Problems to solve:
a. Please restate the Omid thread's paragraph beginning "Currently Omid requires both ZooKeeper" as a short bulleted list that keeps its main facts.
b. According to the Omid thread, what does Omid currently use as delete marks?
c. In the Omid thread, swap "one row" for "a single row" and reproduce the part that opens with the words "Re: Omid: Transactional" and closes with "Is that correct?".

Supplied passage:
□ □ □ □

Re: Omid: Transactional Support for HBase

Daniel Gómez Ferro Tue, 08 Nov 2011 01:49:10 -0800

Hi Jignesh

On Nov 7, 2011, at 21:44 , Jignesh Patel wrote:


> Looks like this transaction is limited for one row. Is that correct?
> 

No, it's not. Transactions can span multiple rows.

> Another thing I don't have zookeepr installed as I am running in
> pseudo distibuted mode. The document doesn't say anything about
> integrating in pseudo distributed mode.
> 

Currently Omid requires both ZooKeeper and BookKeeper to operate, but we 
provide some scripts to launch them locally if you just want to try it. I've 
just pushed a change so you don't need to install anything manually, just 
download/checkout Omid, run 'mvn package' and follow the instructions to run 
the benchmark locally.

If people still find cumbersome or difficult to run ZK/BK we could provide an 
option to disable the replication to the WAL.

Daniel

> -Jignesh
> 
> 2011/11/7 Daniel Gómez Ferro <[email protected]>:
>> 
>> On Nov 6, 2011, at 21:53 , lars hofhansl wrote:
>> 
>>> Another question: I assume this will not work out of the box with deletes?
>> 
>> Hi,
>> 
>> Our current approach does support deletes (i.e., user requested deletes). 
>> Right now we use empty values as delete marks: when the user calls 
>> TransactionalTable.delete() we insert empty values at the specified 
>> timestamp. At the filtering time, we keep track of these delete marks and we 
>> can discard the ones that are uncommitted or fall outside our time range of 
>> interest. When a transaction aborts, the cleanup procedure deletes the 
>> specific values inserted by the transactions (in contrast to all versions).

□ □ □ □

Raw data:

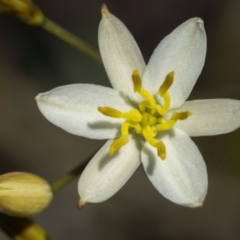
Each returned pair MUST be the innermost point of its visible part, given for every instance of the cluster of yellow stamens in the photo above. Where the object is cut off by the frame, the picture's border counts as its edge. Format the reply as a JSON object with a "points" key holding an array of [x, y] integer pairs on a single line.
{"points": [[149, 119]]}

□ □ □ □

Results of the exercise:
a.
- Omid currently needs both ZooKeeper and BookKeeper to run.
- Scripts are provided to launch both locally for trying it out.
- A newly pushed change removes any manual installation.
- Users only download or check out Omid, run 'mvn package', and follow the instructions to run the benchmark locally.

b. Empty values.

c.
Re: Omid: Transactional Support for HBase

Daniel Gómez Ferro Tue, 08 Nov 2011 01:49:10 -0800

Hi Jignesh

On Nov 7, 2011, at 21:44 , Jignesh Patel wrote:


> Looks like this transaction is limited for a single row. Is that correct?